ACTIONS TO TAKE:
(a) Copy the part of the lab-grown meat article starting at "- Last updated" and ending at "of cell-based meat.".
(b) Go on with the lab-grown meat article from the point where it stops.

'It might replace cheap chicken or grass-fed beef or even prove irrelevant... we don't know yet': Project to probe if lab-grown meat is friend or foe to farmers

By Oliver Morrison

- Last updated on GMT

Cultured meat production is in its infancy and its impact on the food system is not yet fully understood. Image: Getty/ljubaphoto
Cultured meat production is in its infancy and its impact on the food system is not yet fully understood. Image: Getty/ljubaphoto

Related tags cultured meat cultivated meat cell-based meat lab-grown

Farmers are teaming up with cultured meat businesses, food companies, charities and government to explore the pros and cons of cell-based meat.

Cell-based meat is loudly billed as a solution to industrial livestock's environmental and ethical footprint. It has gained interest from investors thanks to its potential to boast the same taste and texture as conventional meat and thus appeal to committed carnivores.

GIVEN MATERIAL:
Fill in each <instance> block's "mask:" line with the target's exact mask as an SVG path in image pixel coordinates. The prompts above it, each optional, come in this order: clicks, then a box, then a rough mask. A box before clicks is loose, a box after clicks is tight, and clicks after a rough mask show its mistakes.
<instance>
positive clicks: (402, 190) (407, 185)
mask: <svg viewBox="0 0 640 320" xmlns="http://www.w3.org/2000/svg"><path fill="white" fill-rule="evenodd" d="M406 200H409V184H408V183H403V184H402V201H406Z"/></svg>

ANSWERS TO EACH TASK:
(a)
- Last updated on GMT

Cultured meat production is in its infancy and its impact on the food system is not yet fully understood. Image: Getty/ljubaphoto
Cultured meat production is in its infancy and its impact on the food system is not yet fully understood. Image: Getty/ljubaphoto

Related tags cultured meat cultivated meat cell-based meat lab-grown

Farmers are teaming up with cultured meat businesses, food companies, charities and government to explore the pros and cons of cell-based meat.

(b)
Also called cultured or cultivated meat, it's assumed to pose a threat to farmers. But nobody has actually bothered to ask them yet, according to group of over 20 farming groups, scientists and start-ups. Led by the Royal Agricultural University (RAU) in the UK, they promise to look in-depth into the effects the lab-grown meat industry may, or may not, have on farm businesses and landscapes, who the winners and losers could be, and what policies might influence this. 

For example, is cultured meat more likely to displace chicken and pork, or beef and lamb? What agricultural ingredients does it need? Could it even be ‘craft brewed’ on farms one day? Given the industry’s nascency (Singapore is the only country to have approved a cultured meat product for commercial sale), these are questions that cannot yet be answered.     

“This research is about working with farmers to investigate the threats and opportunities that the technology poses to them, as well as the environmental and health impacts,”​ said Tom MacMillan, Elizabeth Creak Chair in Rural Policy & Strategy at the RAU, who is leading the initiative. “It is still at a stage where the findings can shape investment and policy and how this turns out.”

He told FoodNavigator the cell-based meat sector boasts many avenues for technical innovation that are only just starting to be explored.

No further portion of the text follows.